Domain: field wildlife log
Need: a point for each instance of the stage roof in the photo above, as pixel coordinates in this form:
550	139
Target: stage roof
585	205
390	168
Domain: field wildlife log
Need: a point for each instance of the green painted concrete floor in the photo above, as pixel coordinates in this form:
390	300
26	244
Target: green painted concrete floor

_____

Reproduce the data in full, precisely as given.

Your response:
Domain: field wildlife log
Need: a point for each instance of the stage roof in the photo above, as pixel coordinates in this form:
550	139
Target: stage roof
585	205
390	168
Domain: field wildlife log
Need: a point for each instance of the green painted concrete floor in the photo above, as pixel coordinates in this form:
390	300
26	244
Target: green painted concrete floor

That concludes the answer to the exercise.